● Materials provided:
┌──

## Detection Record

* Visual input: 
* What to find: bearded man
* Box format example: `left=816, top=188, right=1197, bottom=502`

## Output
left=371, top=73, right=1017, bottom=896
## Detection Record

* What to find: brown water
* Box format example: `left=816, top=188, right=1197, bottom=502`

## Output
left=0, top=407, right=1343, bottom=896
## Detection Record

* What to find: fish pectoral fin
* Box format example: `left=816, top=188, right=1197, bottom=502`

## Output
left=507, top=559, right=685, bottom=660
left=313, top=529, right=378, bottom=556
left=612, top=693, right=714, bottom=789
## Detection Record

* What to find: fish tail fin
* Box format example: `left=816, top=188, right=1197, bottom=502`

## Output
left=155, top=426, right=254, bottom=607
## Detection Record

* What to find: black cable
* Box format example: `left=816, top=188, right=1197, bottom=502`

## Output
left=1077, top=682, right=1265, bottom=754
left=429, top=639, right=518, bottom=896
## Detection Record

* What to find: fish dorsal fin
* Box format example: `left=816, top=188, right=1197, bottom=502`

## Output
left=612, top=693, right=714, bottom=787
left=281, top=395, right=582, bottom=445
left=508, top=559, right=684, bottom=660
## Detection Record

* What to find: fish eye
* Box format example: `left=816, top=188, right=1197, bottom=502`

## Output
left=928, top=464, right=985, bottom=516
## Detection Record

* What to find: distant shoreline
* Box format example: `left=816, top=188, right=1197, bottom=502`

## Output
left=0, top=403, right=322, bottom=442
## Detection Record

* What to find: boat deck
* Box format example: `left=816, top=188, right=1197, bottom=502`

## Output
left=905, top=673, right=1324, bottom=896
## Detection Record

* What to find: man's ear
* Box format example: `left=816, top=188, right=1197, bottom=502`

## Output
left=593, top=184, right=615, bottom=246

└──

Reproduce every line of all the items above verbatim, from the first heading through the final output line.

● Answer to the task:
## Detection Record

* Visual input: 
* What to find: bearded man
* Box format example: `left=816, top=188, right=1197, bottom=502`

## Output
left=371, top=73, right=1017, bottom=896
## Detection Record

* What to find: brown water
* Box format example: `left=816, top=188, right=1197, bottom=502`

## Output
left=0, top=407, right=1343, bottom=896
## Detection Record

* What to find: fish pectoral fin
* Box format example: `left=816, top=188, right=1197, bottom=502`

## Output
left=507, top=559, right=685, bottom=660
left=313, top=529, right=378, bottom=556
left=612, top=693, right=714, bottom=789
## Detection Record

* What to find: fish tail fin
* Box format example: `left=816, top=188, right=1197, bottom=502`

## Output
left=155, top=426, right=254, bottom=607
## Detection Record

* What to find: black cable
* Box format example: `left=816, top=188, right=1197, bottom=502`

## Output
left=1077, top=682, right=1265, bottom=754
left=429, top=639, right=518, bottom=896
## Detection Record

* What to find: fish dorsal fin
* Box format example: `left=816, top=188, right=1197, bottom=502`

## Output
left=612, top=693, right=714, bottom=787
left=281, top=395, right=582, bottom=445
left=508, top=559, right=684, bottom=660
## Detection Record

* What to find: fish eye
* Box format example: `left=816, top=188, right=1197, bottom=502`

## Output
left=928, top=464, right=985, bottom=516
## Detection Record

* What to find: distant shoreline
* Box format example: `left=816, top=188, right=1197, bottom=502`

## Output
left=0, top=403, right=322, bottom=442
## Detection Record

* What to find: boat deck
* Box format example: `left=816, top=188, right=1197, bottom=502`

## Output
left=905, top=673, right=1324, bottom=896
## Detection Record

* What to find: man's ear
* Box format example: `left=816, top=188, right=1197, bottom=502`

## Output
left=593, top=184, right=615, bottom=246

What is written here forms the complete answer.